### INSTRUCTIONS TO FOLLOW
List every line of the listing below that contains the string "this", treating uppercase and lowercase as different.

### RECORDS FOR THE TASK

· · · · · · ·

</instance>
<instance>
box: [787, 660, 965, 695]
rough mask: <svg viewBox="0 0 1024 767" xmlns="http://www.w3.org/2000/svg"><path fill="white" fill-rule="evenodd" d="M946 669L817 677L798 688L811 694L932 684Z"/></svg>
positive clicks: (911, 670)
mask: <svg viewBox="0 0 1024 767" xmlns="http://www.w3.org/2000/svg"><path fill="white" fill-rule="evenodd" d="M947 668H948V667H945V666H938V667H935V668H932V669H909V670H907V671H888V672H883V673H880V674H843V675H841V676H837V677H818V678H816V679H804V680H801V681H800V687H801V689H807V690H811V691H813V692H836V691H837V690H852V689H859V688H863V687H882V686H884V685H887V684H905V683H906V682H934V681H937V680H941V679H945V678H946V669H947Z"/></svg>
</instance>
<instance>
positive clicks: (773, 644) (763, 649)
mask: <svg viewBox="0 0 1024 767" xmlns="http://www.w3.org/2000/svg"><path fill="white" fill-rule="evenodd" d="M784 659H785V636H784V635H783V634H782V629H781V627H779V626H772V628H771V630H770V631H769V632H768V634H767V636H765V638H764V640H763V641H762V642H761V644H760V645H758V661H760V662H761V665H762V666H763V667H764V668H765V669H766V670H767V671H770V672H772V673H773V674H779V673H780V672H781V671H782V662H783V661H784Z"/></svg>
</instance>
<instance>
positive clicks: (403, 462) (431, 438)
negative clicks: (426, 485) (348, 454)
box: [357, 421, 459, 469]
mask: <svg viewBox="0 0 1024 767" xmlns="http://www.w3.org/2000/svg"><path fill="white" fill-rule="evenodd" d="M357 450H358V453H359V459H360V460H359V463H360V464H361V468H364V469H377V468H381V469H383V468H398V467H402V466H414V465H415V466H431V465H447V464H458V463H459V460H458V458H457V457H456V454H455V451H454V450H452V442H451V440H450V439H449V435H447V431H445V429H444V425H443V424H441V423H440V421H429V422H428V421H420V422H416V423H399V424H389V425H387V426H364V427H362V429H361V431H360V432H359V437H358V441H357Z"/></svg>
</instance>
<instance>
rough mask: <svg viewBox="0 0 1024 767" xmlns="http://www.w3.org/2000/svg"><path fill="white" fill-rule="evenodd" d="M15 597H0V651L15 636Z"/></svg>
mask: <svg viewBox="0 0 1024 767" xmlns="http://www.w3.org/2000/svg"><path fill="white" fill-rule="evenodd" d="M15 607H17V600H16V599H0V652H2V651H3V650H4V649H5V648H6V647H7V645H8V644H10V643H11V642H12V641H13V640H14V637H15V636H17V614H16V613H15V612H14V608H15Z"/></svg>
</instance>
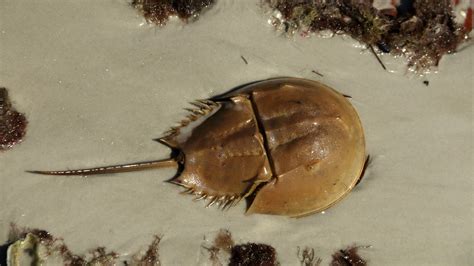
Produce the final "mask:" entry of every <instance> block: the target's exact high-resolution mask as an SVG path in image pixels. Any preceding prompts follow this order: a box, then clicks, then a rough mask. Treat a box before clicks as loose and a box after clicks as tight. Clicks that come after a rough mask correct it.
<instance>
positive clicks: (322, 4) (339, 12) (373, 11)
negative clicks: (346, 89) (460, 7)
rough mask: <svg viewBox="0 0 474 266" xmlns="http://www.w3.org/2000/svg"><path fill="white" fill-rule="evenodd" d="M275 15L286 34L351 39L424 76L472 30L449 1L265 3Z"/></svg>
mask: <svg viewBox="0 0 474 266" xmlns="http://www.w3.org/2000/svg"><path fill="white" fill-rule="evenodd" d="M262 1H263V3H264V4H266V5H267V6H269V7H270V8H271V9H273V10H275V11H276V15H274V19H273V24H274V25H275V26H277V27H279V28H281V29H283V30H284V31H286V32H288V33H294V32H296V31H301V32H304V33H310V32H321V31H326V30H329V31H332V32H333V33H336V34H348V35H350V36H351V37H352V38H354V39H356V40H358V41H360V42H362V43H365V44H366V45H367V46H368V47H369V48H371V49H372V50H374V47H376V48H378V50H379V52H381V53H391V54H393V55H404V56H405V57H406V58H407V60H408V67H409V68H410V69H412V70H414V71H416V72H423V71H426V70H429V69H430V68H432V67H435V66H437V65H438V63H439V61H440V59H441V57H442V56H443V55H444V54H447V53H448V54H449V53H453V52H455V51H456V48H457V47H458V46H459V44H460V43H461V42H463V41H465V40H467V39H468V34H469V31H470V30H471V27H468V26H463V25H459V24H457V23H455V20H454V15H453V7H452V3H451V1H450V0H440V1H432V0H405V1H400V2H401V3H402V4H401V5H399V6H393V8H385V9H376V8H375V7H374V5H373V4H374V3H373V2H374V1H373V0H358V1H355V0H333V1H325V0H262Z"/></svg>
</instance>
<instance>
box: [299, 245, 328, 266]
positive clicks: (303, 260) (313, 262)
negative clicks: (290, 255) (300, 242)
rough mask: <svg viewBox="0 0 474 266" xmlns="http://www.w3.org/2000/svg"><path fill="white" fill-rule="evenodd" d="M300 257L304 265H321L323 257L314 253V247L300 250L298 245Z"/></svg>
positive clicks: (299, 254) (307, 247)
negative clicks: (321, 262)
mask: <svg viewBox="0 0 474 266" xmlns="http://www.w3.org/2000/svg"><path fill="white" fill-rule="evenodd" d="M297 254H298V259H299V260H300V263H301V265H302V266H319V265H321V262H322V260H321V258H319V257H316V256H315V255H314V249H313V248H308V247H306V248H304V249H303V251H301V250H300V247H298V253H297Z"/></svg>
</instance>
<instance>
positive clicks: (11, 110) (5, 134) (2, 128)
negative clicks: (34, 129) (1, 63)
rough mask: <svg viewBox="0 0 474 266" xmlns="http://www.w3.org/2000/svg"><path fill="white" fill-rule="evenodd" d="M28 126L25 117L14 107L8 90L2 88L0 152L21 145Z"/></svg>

· · · · · · ·

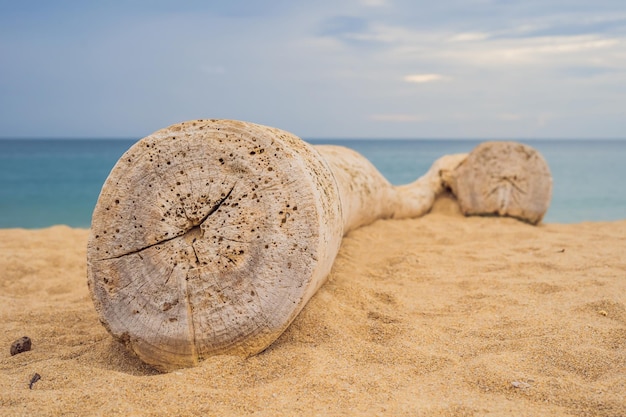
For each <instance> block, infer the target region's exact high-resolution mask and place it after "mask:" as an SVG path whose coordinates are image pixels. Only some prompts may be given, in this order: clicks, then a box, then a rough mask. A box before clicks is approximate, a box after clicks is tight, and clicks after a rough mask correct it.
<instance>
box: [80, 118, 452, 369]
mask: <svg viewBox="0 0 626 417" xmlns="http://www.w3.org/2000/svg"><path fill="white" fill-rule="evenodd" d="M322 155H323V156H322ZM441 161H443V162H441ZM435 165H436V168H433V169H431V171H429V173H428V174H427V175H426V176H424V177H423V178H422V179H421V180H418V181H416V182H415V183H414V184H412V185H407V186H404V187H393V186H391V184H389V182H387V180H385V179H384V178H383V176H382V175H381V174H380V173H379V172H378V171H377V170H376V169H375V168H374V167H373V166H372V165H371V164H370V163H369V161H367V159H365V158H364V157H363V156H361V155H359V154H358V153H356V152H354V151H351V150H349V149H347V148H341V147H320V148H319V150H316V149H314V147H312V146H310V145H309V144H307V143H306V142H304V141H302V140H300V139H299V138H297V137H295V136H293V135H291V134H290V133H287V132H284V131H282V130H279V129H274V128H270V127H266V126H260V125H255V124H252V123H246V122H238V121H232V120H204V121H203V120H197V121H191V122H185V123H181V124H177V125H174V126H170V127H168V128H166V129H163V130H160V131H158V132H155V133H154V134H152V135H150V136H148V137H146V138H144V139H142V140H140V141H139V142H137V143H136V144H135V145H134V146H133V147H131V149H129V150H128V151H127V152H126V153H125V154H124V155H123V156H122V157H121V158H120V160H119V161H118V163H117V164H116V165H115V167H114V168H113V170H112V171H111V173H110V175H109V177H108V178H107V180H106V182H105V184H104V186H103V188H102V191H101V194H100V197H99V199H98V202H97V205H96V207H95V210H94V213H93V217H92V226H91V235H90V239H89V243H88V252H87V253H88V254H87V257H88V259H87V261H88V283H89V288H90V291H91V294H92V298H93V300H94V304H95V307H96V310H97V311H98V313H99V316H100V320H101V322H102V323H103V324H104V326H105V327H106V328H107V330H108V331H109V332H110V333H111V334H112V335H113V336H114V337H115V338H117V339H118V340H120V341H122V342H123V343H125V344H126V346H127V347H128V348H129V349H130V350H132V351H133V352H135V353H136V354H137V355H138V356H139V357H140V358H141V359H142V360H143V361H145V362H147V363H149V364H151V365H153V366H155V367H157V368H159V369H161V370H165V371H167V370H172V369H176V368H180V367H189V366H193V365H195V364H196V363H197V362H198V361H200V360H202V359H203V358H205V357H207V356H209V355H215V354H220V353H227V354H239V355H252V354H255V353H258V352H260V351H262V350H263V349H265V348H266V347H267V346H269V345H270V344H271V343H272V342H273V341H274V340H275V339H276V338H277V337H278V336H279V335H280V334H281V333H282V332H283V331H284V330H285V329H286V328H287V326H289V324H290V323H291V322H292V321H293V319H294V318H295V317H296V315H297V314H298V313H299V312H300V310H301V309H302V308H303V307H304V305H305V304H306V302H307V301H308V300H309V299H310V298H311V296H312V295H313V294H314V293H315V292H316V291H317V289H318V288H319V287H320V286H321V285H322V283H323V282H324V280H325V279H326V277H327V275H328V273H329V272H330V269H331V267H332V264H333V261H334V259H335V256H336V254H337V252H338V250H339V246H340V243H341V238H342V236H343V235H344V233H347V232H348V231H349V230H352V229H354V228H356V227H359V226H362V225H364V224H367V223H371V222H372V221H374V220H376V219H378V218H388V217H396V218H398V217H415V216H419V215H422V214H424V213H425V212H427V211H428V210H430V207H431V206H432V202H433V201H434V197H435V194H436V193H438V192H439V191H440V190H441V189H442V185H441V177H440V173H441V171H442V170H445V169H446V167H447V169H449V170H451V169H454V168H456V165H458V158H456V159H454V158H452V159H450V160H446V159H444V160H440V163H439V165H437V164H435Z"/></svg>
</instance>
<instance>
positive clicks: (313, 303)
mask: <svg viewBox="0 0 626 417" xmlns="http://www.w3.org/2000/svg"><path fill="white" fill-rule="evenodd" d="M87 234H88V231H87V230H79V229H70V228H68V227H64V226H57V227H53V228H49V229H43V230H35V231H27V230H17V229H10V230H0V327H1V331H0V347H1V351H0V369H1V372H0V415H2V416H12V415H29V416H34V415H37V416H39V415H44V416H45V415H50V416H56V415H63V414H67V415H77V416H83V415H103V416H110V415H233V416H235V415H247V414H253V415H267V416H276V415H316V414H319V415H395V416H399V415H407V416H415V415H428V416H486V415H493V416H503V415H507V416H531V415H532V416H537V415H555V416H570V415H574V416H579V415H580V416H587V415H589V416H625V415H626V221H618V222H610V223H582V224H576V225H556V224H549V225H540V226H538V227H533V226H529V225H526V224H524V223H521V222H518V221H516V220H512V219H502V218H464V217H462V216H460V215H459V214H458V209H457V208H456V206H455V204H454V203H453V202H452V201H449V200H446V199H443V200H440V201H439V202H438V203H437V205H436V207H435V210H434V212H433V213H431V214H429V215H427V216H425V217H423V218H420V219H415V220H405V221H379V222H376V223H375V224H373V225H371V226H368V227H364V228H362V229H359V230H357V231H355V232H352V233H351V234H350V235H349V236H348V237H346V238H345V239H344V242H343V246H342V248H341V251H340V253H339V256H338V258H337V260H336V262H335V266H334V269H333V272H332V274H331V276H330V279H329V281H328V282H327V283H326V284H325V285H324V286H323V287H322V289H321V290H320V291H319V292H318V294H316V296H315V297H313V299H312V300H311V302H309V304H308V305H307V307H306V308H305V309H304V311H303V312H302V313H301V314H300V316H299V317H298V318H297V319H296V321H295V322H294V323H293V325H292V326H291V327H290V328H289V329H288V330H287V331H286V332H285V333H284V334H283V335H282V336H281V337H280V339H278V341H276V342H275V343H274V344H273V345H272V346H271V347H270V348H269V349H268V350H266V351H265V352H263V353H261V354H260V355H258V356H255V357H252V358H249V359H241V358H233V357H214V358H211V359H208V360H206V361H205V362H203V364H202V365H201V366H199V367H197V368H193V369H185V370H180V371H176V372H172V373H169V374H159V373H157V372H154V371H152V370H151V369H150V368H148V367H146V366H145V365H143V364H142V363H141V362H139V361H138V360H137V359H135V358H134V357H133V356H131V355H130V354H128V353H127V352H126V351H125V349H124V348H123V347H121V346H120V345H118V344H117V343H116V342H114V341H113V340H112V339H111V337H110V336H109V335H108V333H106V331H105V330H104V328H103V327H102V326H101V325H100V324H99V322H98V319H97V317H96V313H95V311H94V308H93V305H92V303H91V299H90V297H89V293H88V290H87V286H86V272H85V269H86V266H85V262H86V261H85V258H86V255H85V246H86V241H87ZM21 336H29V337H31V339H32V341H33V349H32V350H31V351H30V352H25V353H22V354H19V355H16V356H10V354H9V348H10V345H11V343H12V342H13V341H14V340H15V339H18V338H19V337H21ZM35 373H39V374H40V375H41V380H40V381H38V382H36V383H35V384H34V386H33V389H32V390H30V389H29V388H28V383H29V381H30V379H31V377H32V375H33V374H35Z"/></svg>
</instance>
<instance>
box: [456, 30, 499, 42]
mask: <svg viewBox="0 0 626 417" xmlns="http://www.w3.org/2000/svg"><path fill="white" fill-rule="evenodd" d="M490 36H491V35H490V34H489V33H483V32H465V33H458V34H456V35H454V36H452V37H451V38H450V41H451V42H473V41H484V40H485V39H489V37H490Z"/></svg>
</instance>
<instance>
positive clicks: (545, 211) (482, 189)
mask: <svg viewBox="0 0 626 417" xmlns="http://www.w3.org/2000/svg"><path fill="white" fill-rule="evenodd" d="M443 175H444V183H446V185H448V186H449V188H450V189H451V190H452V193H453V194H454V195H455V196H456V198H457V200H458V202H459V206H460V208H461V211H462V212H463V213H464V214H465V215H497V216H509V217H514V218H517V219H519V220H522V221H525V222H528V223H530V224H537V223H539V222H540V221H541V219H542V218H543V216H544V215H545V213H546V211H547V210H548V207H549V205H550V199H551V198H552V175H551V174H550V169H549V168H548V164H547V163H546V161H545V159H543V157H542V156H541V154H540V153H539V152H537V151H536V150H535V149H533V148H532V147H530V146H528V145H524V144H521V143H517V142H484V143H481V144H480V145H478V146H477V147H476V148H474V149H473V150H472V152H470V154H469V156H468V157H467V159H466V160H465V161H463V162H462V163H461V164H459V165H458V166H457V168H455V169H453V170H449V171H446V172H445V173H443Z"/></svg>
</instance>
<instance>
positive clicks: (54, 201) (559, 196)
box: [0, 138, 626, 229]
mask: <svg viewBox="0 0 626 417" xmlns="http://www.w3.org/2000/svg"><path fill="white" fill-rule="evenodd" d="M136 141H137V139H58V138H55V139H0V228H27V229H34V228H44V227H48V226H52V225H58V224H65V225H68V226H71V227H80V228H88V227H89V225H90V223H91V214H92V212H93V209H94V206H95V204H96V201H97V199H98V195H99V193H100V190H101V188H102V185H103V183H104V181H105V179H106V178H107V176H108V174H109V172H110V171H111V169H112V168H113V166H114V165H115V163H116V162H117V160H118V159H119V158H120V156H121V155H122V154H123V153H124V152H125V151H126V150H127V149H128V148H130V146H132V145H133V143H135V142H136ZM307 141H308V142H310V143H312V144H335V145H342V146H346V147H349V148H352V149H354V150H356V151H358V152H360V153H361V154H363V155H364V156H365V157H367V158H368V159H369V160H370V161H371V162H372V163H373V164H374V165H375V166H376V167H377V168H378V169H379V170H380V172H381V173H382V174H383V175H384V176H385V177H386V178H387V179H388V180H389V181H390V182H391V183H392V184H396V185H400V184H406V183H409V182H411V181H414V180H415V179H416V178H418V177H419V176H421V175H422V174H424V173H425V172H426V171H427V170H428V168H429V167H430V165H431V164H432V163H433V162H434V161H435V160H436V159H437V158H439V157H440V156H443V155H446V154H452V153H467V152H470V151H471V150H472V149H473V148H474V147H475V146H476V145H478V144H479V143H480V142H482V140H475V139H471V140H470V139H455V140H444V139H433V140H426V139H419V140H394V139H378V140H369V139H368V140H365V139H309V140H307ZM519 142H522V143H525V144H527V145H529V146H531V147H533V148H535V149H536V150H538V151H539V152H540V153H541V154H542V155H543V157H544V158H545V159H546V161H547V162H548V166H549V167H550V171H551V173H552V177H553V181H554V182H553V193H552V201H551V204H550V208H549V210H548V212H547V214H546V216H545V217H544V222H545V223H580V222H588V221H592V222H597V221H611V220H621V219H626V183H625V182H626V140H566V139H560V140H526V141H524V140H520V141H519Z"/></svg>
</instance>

· · · · · · ·

### FINISHED TASK
Produce the final "mask:" entry of every <instance> block: the target's exact high-resolution mask as an SVG path in image pixels. Any preceding prompts follow this order: a box, then clicks, then a rough mask. Treat a box before clicks as loose and a box after clicks as tight. Clicks that come after a rough mask correct it.
For each <instance> block, infer the target region's exact high-resolution mask and place it after "mask:" as an SVG path whose coordinates are image pixels. Only some prompts may be given, in this order: clicks, then a box, then a rough mask. A box before clicks is approximate, a box after clicks is tight, and clicks after a rough mask correct it.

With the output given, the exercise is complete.